### Task objective
For every line below, output the text exactly and leave out images.

• • •

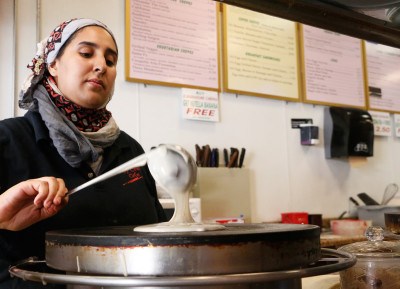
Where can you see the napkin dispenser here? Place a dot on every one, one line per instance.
(348, 132)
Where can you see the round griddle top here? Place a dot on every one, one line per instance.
(239, 248)
(233, 233)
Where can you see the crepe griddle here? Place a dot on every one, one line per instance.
(239, 248)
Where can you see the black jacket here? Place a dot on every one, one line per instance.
(26, 152)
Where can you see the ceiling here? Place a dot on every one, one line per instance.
(372, 20)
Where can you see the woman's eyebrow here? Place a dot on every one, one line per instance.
(108, 50)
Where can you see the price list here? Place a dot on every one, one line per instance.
(173, 42)
(334, 68)
(261, 54)
(383, 66)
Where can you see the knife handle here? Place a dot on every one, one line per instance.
(226, 157)
(199, 155)
(233, 159)
(242, 154)
(206, 156)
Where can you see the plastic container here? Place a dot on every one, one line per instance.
(295, 218)
(378, 263)
(376, 213)
(349, 227)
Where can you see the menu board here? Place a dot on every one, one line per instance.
(383, 66)
(261, 55)
(173, 42)
(333, 67)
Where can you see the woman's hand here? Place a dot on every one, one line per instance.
(31, 201)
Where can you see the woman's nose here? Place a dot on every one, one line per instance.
(100, 65)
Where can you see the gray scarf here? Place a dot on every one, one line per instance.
(73, 145)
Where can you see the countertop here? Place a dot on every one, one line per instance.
(329, 240)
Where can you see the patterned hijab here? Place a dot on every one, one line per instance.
(79, 134)
(89, 120)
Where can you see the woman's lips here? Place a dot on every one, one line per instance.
(96, 82)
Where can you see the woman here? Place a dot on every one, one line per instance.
(67, 134)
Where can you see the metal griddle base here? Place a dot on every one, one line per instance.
(331, 261)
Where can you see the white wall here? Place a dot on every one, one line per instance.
(285, 176)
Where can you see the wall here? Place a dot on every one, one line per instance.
(285, 176)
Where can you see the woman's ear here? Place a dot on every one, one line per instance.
(53, 68)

• • •

### Exercise response
Where can you see the napkin dispenser here? Place a dot on every one, one line per instance.
(348, 132)
Where can you see the round griddle top here? Place a dot on every one, one line per instance.
(239, 248)
(233, 233)
Where can you see the crepe griddle here? Place a dot on every one, one line per instance.
(239, 248)
Where can you see the black jacket here? Place a dot on every one, one line per instance.
(26, 152)
Where can you see the ceiling here? Place a dot on every one, one line per instance.
(372, 20)
Where can you see the woman's eyebrow here? Place a dot on every one, one line per instance.
(108, 50)
Where can you see the price list here? Place a dot on every one, one line per instance.
(173, 42)
(334, 68)
(261, 54)
(383, 66)
Where can you see the knife handle here? Place a dot on every one, one line per instance.
(226, 157)
(199, 155)
(233, 159)
(242, 154)
(206, 156)
Where can you see the plastic container here? Place a dot on every one, one line per instance.
(295, 218)
(378, 263)
(376, 213)
(349, 227)
Where can you see the menu board here? Place a dot on every one, one line per instance.
(383, 66)
(261, 55)
(173, 42)
(333, 67)
Where can you see the woman's hand here? Place a dot on every one, one line per instance.
(31, 201)
Where can you see the woman's nose here? Place a dot on every one, one line per instance.
(100, 65)
Where can you see the gray scarf here? Place a dot on every one, one line per instance.
(73, 145)
Where can you see the countertop here? Place a dot on every one, one line per instance.
(329, 240)
Where can you see the patterned hijab here? Place a dot on every one, one line per instance.
(79, 134)
(89, 120)
Where can you see the woman's lips here? Place a dot on every one, one line per instance.
(96, 82)
Where can you see the woman here? Place a dot on every one, one line per instance.
(67, 134)
Where can you see the metal griddle base here? Place a dot on every one, one line per instance.
(331, 261)
Where can you see the white wall here? Place a dot on every one, one line per instance.
(285, 176)
Where can you see the wall here? Place a dot on every one, one line per instance.
(285, 176)
Where can you see the woman's ear here? Place a dot on every one, one line per instance.
(53, 68)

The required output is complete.